----- INFORMATION PROVIDED -----

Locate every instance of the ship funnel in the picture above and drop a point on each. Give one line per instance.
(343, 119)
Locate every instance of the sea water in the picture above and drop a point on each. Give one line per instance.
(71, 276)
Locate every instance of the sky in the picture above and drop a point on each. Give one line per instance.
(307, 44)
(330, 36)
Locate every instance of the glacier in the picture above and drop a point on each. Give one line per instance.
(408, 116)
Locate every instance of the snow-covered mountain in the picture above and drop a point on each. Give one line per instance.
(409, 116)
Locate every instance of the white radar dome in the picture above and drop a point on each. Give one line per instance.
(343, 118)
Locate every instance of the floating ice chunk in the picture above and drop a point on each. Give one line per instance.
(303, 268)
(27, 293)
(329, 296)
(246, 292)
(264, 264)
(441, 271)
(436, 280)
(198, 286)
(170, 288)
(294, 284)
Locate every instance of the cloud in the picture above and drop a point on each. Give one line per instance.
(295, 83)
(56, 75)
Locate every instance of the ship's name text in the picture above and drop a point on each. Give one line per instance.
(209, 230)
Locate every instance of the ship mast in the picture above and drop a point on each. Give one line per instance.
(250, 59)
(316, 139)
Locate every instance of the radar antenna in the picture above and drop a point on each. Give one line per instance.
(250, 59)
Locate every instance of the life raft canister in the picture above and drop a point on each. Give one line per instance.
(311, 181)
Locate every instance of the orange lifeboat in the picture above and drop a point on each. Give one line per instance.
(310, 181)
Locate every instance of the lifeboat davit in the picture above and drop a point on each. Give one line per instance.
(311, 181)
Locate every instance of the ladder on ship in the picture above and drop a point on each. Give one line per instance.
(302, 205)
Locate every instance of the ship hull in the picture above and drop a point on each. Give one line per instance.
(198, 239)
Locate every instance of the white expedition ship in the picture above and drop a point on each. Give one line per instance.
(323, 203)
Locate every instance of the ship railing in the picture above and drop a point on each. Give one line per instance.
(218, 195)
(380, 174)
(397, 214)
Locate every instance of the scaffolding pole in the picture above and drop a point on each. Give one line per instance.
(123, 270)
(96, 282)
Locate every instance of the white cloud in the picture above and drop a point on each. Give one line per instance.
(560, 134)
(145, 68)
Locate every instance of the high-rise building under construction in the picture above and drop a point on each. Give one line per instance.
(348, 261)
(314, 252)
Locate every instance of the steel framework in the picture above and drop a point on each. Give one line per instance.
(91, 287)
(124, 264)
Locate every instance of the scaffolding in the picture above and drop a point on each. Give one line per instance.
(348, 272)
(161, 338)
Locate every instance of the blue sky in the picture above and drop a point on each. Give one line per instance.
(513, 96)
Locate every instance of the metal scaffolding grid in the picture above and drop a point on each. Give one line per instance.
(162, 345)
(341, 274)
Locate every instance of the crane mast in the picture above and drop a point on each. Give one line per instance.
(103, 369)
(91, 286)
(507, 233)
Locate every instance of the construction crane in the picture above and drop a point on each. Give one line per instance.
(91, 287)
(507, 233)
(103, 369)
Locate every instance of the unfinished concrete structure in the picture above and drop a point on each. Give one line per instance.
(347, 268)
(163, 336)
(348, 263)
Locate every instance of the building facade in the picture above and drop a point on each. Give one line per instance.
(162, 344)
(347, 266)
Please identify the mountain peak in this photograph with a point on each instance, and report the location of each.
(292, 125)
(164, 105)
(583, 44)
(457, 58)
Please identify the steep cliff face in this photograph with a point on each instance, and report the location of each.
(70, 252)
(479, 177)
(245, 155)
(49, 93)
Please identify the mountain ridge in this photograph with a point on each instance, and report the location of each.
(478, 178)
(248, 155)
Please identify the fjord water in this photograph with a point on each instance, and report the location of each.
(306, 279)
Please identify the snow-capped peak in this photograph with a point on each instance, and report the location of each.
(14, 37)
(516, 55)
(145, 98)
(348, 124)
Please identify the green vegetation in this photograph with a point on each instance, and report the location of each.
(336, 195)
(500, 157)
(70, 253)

-----

• _DIRECTIONS_
Transcribe each entry precisely, missing none.

• _OUTPUT BELOW_
Locate every instance of the ship funnel in the picture above and drop a point on each. Give one line per instance.
(343, 119)
Locate every instance of the sea water in the picture above and drop a point on each. Give one line per instance.
(71, 276)
Locate every instance of the sky in the picture above and drop a point on each. Give one line per instance.
(307, 44)
(330, 36)
Locate every instance of the glacier in the picture above and drop a point on each. Give one line per instance.
(408, 116)
Locate every instance of the snow-covered mountain in the picture above and drop a point on each. Give one line per instance.
(409, 116)
Locate every instance of the white radar dome in the picture above and drop a point on each. Give one line per instance.
(343, 118)
Locate every instance of the floating ice chunk in the picture above and drop a point on each. Give one line per instance.
(303, 268)
(27, 293)
(329, 296)
(246, 292)
(264, 264)
(441, 271)
(436, 280)
(198, 286)
(170, 288)
(294, 284)
Locate every instance of the cloud in the picture above and drop a point on each. Give one line per instance.
(295, 83)
(56, 75)
Locate every instance of the ship's name text in the picture above and drop a point on each. Give one line per instance.
(209, 230)
Locate every instance of the ship mast in the picture above and drop a point on each. Give one line per instance.
(250, 59)
(316, 139)
Locate every instance of the radar antenna in the picture above and drop a point on each. Give one line per instance.
(250, 59)
Locate every instance of the life raft canister in the picture above and drop a point on each. Give one line per instance.
(311, 181)
Locate every instance of the orange lifeboat in the picture above and drop a point on each. Give one line per instance.
(310, 181)
Locate every instance of the lifeboat davit in the picture above and drop a point on each. Give one line per instance.
(311, 181)
Locate every instance of the ladder on ship in the picture above and drop a point on each. Give one line per instance.
(302, 205)
Locate every instance of the ship hull in the picture above and drop a point on each. Give one line per instance.
(198, 239)
Locate every instance of the white expedition ship in the picture above and drop a point on each. Give one line per instance.
(323, 203)
Locate every instance of the ship railing in the picture above and drop a point on each. Give one line per instance.
(218, 195)
(380, 174)
(397, 214)
Locate every instance of the scaffolding pole in the picture above and drop a point on each. Give one line per instance.
(123, 270)
(96, 282)
Locate every instance of the white cloud in the picture above and drop a point on each. Give one line per instance.
(560, 134)
(145, 68)
Locate every instance of the high-rise building under construction in the picture above and drop a point on each. Give one line per instance.
(348, 261)
(314, 252)
Locate every instance of the steel framework in the picture above and drop a point on each. Give one line per instance.
(91, 287)
(124, 264)
Locate every instance of the scaffolding in the picture above and drop a point on each. Give one line per instance.
(348, 272)
(161, 338)
Locate every instance of the blue sky in the picture above and drop a point on each. Give one line per instance.
(513, 96)
Locate every instance of the metal scaffolding grid in the picture above and drop a point on each. Give one line per instance.
(162, 345)
(341, 274)
Locate every instance of the crane mast in the picture above and drop a point on each. Give one line per instance.
(103, 369)
(91, 286)
(507, 233)
Locate every instance of the construction crane in the picture above and drop a point on each. Give one line per instance.
(91, 287)
(507, 233)
(103, 369)
Locate every instance of the unfinished concrete structure in the picture above and drop a point on each. Give one line per instance.
(347, 268)
(163, 336)
(348, 263)
Locate every instance of the building facade in the picture above and drop a point on each. Give one line per instance.
(162, 344)
(347, 266)
Please identify the mountain peak in this photograph with a point on each instance, and report the location of each.
(292, 125)
(164, 105)
(583, 44)
(457, 58)
Please identify the steep cliff face in this photograph with a point on each instance, and report the location of each.
(70, 252)
(479, 177)
(245, 155)
(49, 93)
Please identify the mountain ridge in this photograph with a point on each instance, and report the location of each.
(478, 178)
(248, 155)
Please identify the fjord water in this photograph with a point on each instance, and report the location of each.
(306, 279)
Please identify the snow-capped peak in this photograph with a point on each instance, and report the location of each.
(14, 37)
(516, 55)
(145, 98)
(348, 124)
Please identify the green vegetation in this photograph with a point on each instance, and report the location of each.
(336, 195)
(500, 157)
(70, 253)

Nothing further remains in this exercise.